/---
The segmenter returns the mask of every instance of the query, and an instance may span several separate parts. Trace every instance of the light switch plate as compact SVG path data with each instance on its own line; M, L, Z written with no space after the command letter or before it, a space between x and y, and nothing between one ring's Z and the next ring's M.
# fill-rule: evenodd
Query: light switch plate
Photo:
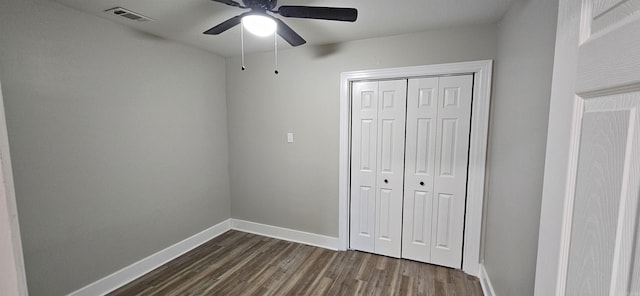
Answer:
M293 143L293 133L287 133L287 143Z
\---
> Exercise aim
The answer must repeat every line of the listing exactly and leave the pictures out.

> Reply to the task
The segmenter returns the mask of every instance of the query, and an instance may span several separate parts. Trace every instance of the light switch plate as compact SVG path data with each instance on its own line; M, L, Z written with no space after the command letter or before it, a space between x and y, and nothing between one ring's Z and the next ring's M.
# fill-rule: evenodd
Query: light switch plate
Photo:
Answer:
M293 143L293 133L287 133L287 143Z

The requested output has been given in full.